**Direction**
Can you render every line of the items below as a Markdown table with the columns "No." and "Text," numbering each row and omitting blank lines?

**Supplied records**
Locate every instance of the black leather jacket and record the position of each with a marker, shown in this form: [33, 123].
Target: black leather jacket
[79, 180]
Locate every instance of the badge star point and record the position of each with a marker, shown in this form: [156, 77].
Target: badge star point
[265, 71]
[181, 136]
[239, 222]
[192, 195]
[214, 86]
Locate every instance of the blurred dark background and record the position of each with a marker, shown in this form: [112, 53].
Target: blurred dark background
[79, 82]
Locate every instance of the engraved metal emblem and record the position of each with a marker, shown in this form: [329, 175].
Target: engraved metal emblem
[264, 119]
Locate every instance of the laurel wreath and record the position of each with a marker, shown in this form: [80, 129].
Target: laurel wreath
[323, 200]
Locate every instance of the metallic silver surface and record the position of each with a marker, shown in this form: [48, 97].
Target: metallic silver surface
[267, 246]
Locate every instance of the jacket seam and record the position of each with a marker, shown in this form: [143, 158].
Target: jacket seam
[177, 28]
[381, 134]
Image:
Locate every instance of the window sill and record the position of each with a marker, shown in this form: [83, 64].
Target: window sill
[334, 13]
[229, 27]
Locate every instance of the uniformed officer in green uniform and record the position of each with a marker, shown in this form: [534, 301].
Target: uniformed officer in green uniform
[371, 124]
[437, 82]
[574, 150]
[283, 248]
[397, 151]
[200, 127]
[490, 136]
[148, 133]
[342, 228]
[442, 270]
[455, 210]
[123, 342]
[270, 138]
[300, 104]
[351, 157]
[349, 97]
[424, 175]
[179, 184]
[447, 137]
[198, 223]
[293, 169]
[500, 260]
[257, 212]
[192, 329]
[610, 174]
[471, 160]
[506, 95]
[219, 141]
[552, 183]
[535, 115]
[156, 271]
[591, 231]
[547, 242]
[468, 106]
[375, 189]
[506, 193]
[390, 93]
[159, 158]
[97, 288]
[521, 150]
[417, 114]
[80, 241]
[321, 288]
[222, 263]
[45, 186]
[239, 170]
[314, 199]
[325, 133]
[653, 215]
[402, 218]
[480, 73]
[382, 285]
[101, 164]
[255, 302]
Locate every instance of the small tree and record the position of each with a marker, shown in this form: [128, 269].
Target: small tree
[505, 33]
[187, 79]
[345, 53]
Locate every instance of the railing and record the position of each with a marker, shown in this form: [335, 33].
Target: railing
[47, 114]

**Result for this task**
| No. | Text |
|---|---|
| 1 | Locate every instance of the black leather jacket and record the position of each with a marker, shown in this form: [33, 123]. |
| 2 | Target: black leather jacket |
| 3 | [79, 180] |
| 4 | Locate every instance of the badge star point and record the position of each with a marker, shown in this form: [156, 77]. |
| 5 | Target: badge star point |
| 6 | [265, 71] |
| 7 | [181, 136] |
| 8 | [239, 222] |
| 9 | [192, 195] |
| 10 | [214, 86] |
| 11 | Locate every instance of the blurred dark background and record the position of each with a marker, shown in this form: [112, 53]. |
| 12 | Target: blurred dark background |
| 13 | [79, 82] |
| 14 | Locate every instance of the engraved metal emblem and record the position of each with a marker, shown in this form: [329, 175]. |
| 15 | Target: engraved metal emblem |
| 16 | [264, 119] |
| 17 | Locate every instance of the laurel wreath and record the position of each with a marker, shown in this form: [80, 129]. |
| 18 | Target: laurel wreath |
| 19 | [323, 200] |
| 20 | Locate every instance of the metallic silver surface and record the position of each with a marker, shown in this form: [48, 97]. |
| 21 | Target: metallic silver surface |
| 22 | [267, 246] |
| 23 | Locate every instance of the jacket seam and record the position of each with a marker, shown in this form: [143, 158]. |
| 24 | Target: jacket seam |
| 25 | [177, 28] |
| 26 | [381, 134] |
| 27 | Image: |
| 28 | Locate every instance of the window sill and record the position of each with a marker, shown in this form: [83, 64]. |
| 29 | Target: window sill |
| 30 | [334, 13] |
| 31 | [229, 27] |
| 32 | Locate every instance of the uniformed officer in green uniform and record the position of each with a marker, shown in this form: [534, 301]. |
| 33 | Target: uniformed officer in green uniform |
| 34 | [371, 124] |
| 35 | [437, 82] |
| 36 | [574, 150] |
| 37 | [283, 248] |
| 38 | [397, 151] |
| 39 | [200, 127] |
| 40 | [490, 136] |
| 41 | [148, 133] |
| 42 | [342, 228] |
| 43 | [442, 270] |
| 44 | [455, 210] |
| 45 | [123, 342] |
| 46 | [270, 138] |
| 47 | [300, 104] |
| 48 | [351, 157] |
| 49 | [349, 97] |
| 50 | [424, 175] |
| 51 | [179, 184] |
| 52 | [447, 137] |
| 53 | [198, 223] |
| 54 | [293, 169] |
| 55 | [500, 260] |
| 56 | [257, 212] |
| 57 | [192, 329] |
| 58 | [610, 174] |
| 59 | [471, 160] |
| 60 | [506, 95] |
| 61 | [219, 141] |
| 62 | [552, 183] |
| 63 | [535, 115] |
| 64 | [156, 271] |
| 65 | [591, 231] |
| 66 | [547, 242] |
| 67 | [468, 106] |
| 68 | [375, 189] |
| 69 | [506, 193] |
| 70 | [390, 93] |
| 71 | [159, 158] |
| 72 | [97, 288] |
| 73 | [521, 150] |
| 74 | [417, 114] |
| 75 | [80, 241] |
| 76 | [321, 288] |
| 77 | [222, 263] |
| 78 | [45, 186] |
| 79 | [239, 170] |
| 80 | [314, 199] |
| 81 | [325, 133] |
| 82 | [653, 215] |
| 83 | [402, 218] |
| 84 | [480, 73] |
| 85 | [382, 285] |
| 86 | [101, 164] |
| 87 | [255, 302] |
| 88 | Locate every instance of the small tree and record the position of each with a marker, shown in this form: [128, 269]. |
| 89 | Target: small tree |
| 90 | [505, 33] |
| 91 | [187, 79] |
| 92 | [345, 53] |
| 93 | Locate every instance of the railing and record the position of each with a marker, shown in this form: [335, 33]. |
| 94 | Target: railing |
| 95 | [47, 114] |